• **Prompt**
Starting at the line with "Query: blue sky" and going on through the line with "Where can the dense", reproduce each line in the records below exactly and nothing more.

• **Image point grounding data**
=-=-=
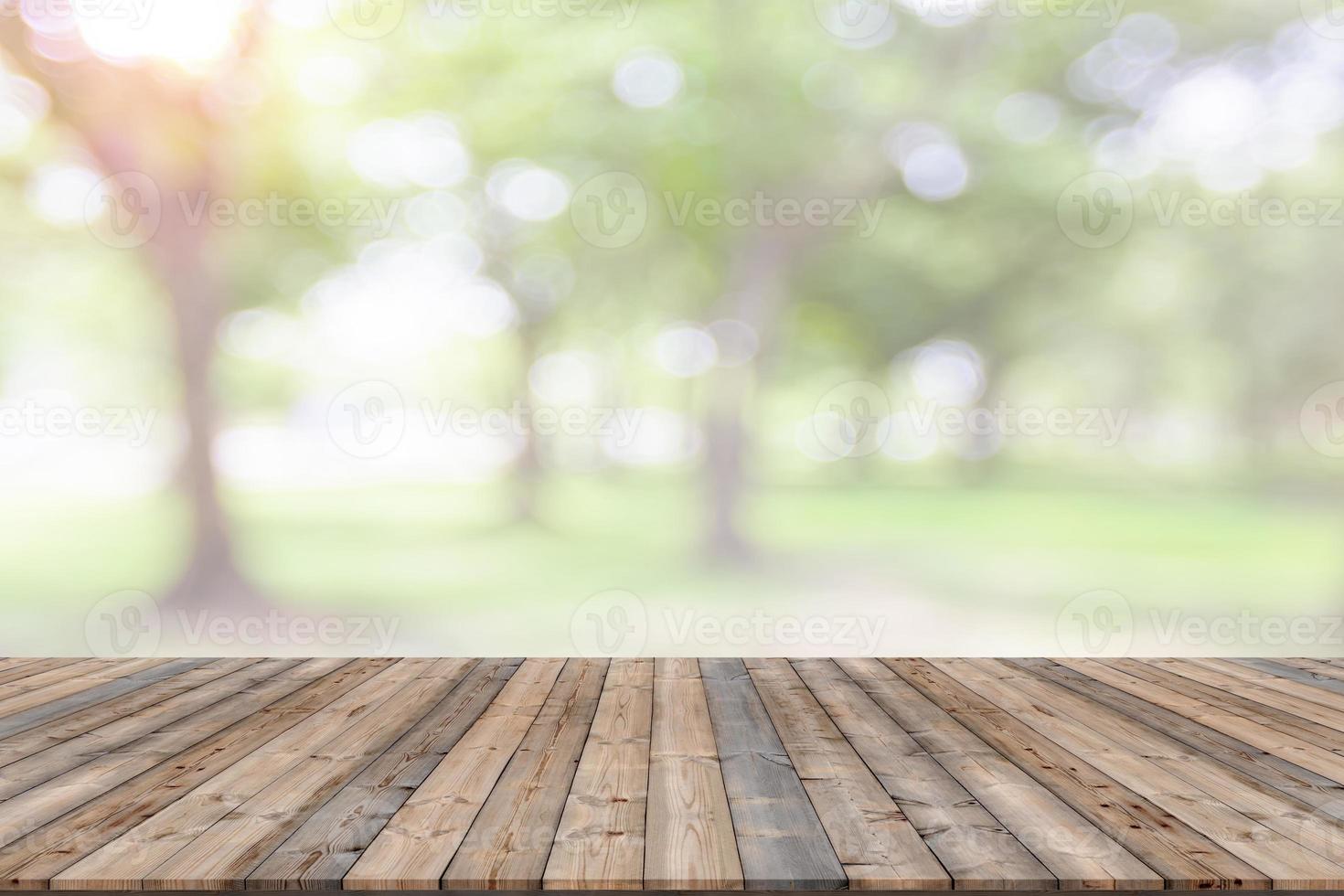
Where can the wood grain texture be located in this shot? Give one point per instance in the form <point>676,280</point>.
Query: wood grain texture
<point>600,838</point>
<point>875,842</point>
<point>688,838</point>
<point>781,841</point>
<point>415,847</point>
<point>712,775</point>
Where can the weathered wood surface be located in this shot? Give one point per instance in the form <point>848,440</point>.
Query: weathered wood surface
=-=-=
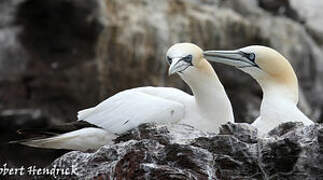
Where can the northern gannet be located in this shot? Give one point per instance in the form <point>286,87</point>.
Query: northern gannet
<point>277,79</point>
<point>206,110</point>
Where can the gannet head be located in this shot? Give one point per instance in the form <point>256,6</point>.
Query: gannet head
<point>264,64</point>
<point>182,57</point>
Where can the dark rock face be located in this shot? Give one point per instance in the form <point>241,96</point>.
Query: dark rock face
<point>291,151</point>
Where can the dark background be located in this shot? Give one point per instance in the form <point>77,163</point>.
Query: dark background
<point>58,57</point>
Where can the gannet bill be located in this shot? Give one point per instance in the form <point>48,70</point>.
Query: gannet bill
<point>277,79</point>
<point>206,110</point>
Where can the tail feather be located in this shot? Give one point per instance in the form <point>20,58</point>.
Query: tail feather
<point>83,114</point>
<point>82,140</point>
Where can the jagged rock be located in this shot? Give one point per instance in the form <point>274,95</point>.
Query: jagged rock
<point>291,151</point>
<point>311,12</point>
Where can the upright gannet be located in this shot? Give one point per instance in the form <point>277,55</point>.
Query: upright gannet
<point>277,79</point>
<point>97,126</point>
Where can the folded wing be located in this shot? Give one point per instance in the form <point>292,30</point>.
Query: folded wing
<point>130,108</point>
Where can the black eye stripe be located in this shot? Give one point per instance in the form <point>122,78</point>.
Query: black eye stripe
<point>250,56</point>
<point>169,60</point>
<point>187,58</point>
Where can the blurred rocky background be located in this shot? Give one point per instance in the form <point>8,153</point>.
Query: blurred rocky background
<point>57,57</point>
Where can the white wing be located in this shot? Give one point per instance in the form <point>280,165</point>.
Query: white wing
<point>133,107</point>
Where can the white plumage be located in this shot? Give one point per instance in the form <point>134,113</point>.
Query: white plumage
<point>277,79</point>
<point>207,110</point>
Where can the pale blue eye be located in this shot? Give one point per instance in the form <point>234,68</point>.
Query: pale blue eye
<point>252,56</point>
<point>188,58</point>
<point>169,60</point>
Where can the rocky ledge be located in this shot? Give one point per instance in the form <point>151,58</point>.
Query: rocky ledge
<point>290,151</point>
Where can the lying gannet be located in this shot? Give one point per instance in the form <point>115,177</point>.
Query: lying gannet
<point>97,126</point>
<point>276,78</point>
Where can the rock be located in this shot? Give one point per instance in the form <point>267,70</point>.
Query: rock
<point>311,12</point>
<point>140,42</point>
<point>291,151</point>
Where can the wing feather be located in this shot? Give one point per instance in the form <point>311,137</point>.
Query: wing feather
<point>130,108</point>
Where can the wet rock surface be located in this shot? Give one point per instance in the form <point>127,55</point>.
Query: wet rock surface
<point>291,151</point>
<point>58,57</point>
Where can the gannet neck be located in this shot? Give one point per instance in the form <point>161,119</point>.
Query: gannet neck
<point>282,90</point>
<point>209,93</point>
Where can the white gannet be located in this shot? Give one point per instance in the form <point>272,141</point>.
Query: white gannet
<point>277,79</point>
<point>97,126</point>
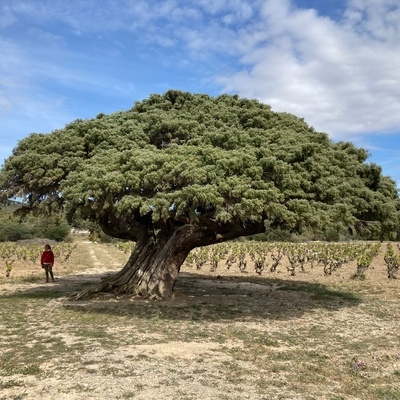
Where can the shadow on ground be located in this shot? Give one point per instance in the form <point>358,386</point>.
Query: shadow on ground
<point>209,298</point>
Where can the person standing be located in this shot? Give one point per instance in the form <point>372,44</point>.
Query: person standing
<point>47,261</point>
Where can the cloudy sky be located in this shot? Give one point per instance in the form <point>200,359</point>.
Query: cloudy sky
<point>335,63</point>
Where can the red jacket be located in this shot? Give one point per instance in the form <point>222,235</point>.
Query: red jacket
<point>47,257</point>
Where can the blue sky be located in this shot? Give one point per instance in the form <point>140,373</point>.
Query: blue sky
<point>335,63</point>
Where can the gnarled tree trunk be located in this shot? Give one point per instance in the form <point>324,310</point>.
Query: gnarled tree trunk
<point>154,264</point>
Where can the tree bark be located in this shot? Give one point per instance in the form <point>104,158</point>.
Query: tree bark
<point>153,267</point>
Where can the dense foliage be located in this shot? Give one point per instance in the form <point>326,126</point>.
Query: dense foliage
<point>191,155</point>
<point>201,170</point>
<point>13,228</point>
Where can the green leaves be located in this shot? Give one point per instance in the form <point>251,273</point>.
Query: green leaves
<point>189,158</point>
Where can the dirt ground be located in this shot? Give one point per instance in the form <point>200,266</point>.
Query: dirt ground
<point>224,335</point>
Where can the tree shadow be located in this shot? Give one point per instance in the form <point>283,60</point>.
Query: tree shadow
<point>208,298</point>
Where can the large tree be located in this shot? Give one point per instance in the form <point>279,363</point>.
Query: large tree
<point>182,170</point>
=-=-=
• **Output for this task**
Query: blue sky
<point>335,63</point>
Where can the gnarled tree trunk be located in this shot? Give one point per instance in the form <point>324,310</point>.
Query: gnarled tree trunk
<point>154,264</point>
Where can the tree bark be located in this shot? Give one point per instance in the form <point>104,158</point>.
Query: tree bark
<point>153,267</point>
Where can the dense foliage be located in this shot? Give one point per instance in the form <point>326,126</point>.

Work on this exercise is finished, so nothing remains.